**WHAT YOU HAVE TO DO:** Look below for the line with "the utility pole". Extract that line and each one after it through the last, word for word.

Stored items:
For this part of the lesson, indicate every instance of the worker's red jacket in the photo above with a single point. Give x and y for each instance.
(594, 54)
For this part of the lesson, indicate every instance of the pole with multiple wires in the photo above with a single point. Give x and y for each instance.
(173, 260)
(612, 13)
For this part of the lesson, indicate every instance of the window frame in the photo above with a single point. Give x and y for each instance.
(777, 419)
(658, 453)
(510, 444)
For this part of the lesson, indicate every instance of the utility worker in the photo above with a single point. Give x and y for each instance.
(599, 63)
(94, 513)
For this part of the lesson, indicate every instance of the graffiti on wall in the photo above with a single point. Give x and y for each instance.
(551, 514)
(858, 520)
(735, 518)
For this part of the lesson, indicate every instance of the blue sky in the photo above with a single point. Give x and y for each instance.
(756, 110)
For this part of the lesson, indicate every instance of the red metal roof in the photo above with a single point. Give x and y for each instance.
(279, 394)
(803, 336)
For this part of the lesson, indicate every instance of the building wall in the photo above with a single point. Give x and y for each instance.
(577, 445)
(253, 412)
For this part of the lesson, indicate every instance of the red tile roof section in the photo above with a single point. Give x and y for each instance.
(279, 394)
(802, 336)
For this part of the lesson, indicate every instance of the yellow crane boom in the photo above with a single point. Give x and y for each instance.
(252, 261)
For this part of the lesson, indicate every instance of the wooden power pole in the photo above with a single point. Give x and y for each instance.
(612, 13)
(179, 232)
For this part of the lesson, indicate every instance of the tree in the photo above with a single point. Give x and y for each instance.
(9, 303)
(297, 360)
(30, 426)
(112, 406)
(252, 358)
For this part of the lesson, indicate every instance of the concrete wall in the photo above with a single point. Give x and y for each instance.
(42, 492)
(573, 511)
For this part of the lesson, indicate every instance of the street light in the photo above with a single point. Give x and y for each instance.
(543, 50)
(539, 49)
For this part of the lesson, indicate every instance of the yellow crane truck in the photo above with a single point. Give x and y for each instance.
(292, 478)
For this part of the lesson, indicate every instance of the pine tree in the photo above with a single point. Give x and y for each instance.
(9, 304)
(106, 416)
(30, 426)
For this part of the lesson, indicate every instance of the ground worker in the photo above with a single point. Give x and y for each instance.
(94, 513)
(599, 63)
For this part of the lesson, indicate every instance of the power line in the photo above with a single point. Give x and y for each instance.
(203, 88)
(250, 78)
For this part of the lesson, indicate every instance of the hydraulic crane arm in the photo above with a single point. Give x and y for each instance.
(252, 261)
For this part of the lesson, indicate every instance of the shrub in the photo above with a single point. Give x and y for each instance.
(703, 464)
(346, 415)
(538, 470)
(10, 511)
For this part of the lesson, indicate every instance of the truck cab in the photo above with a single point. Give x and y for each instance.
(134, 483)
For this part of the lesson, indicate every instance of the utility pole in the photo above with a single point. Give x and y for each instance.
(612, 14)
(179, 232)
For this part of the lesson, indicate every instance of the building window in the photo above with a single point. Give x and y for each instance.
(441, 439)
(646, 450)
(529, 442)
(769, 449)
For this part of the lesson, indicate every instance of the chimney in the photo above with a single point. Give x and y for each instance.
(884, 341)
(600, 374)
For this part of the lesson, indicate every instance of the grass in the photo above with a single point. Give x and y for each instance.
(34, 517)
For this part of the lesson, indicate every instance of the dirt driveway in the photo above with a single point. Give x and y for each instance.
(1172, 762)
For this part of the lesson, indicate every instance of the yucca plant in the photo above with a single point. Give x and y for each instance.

**THE ANSWER:**
For this part of the lesson, indicate every instance of the utility pole in the photo above with a single point. Give x and y for each instance.
(612, 14)
(179, 232)
For this part of the lesson, indicate every instance of the building window in the photo above with a single point. Give x and y for each instance.
(441, 439)
(646, 450)
(529, 442)
(769, 449)
For this part of the lesson, indicate every instance of the chimney in the photo above with a single point. Give x and y for each instance.
(884, 341)
(600, 374)
For this part of the lesson, indicate every instance of the grass in the photo above with a single point. Give x and y for each instance.
(34, 517)
For this part of the lesson, indicate every instance of the dirt driveway in the photo above with a single point. Give x and y for each instance.
(1172, 762)
For this part of the lesson, indicate every instance of the yucca plant in the photo above with a single point. Give x and y for each instance.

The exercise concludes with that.